▸ Instructions for the task
Report each line from the records where the string "bare" turns up.

--- START ---

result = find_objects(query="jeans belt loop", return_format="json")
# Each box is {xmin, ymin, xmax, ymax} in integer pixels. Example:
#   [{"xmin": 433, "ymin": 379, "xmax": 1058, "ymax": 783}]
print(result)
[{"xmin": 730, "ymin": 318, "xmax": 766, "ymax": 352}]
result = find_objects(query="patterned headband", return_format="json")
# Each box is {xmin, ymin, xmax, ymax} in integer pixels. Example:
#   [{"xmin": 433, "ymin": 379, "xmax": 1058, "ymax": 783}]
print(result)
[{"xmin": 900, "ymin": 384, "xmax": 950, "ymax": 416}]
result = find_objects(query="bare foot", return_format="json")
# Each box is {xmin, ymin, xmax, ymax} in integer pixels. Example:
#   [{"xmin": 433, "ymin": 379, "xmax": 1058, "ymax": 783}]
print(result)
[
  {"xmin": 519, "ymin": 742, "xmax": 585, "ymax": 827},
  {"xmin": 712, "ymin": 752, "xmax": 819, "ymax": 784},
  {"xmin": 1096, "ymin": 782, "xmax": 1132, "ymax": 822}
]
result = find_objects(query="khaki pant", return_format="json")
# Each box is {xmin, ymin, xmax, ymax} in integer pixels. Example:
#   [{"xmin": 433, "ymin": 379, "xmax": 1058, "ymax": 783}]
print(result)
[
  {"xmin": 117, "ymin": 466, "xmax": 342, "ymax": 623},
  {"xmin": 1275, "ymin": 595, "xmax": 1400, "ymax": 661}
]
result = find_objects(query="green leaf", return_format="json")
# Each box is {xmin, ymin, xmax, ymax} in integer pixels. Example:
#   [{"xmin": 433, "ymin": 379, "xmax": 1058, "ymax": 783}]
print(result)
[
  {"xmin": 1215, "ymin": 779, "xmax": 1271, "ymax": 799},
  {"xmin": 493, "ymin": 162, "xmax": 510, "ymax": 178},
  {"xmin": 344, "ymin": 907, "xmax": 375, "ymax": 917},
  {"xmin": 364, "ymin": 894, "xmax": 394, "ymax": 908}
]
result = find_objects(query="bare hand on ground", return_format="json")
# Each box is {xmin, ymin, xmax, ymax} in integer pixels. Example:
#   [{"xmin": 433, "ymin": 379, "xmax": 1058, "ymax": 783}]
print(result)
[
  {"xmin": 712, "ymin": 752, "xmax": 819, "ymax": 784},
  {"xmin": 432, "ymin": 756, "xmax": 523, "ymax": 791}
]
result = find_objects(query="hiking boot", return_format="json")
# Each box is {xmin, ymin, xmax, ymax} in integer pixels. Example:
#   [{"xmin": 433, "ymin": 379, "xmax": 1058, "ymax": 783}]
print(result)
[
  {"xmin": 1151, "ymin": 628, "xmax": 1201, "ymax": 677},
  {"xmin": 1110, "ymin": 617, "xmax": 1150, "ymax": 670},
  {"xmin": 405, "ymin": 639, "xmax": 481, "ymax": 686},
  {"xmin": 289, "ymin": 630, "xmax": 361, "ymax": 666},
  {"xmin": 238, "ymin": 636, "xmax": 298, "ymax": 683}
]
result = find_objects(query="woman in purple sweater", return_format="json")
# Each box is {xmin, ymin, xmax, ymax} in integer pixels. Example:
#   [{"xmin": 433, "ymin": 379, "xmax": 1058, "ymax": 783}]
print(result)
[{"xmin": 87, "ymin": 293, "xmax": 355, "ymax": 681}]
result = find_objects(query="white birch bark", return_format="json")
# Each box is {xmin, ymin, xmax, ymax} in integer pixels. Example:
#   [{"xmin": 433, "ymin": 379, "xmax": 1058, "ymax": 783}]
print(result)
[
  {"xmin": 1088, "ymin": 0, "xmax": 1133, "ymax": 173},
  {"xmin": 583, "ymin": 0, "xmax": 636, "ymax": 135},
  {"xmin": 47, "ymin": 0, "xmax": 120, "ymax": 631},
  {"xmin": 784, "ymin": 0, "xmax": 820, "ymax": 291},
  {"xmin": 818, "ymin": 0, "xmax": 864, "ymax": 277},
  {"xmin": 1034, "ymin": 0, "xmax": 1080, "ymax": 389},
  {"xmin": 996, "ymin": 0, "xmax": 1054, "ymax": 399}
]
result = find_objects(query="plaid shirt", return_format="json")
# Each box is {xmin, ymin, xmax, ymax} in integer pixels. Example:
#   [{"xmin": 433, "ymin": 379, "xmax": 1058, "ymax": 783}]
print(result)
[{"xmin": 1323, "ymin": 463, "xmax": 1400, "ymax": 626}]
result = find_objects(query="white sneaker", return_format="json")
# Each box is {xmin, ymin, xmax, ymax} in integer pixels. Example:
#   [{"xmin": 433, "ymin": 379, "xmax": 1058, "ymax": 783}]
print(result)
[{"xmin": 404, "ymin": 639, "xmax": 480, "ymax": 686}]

--- END ---

▸ Output of the exercise
result = find_objects(query="bare foot", return_format="json")
result = find_objects(query="bare hand on ground", return_format="json")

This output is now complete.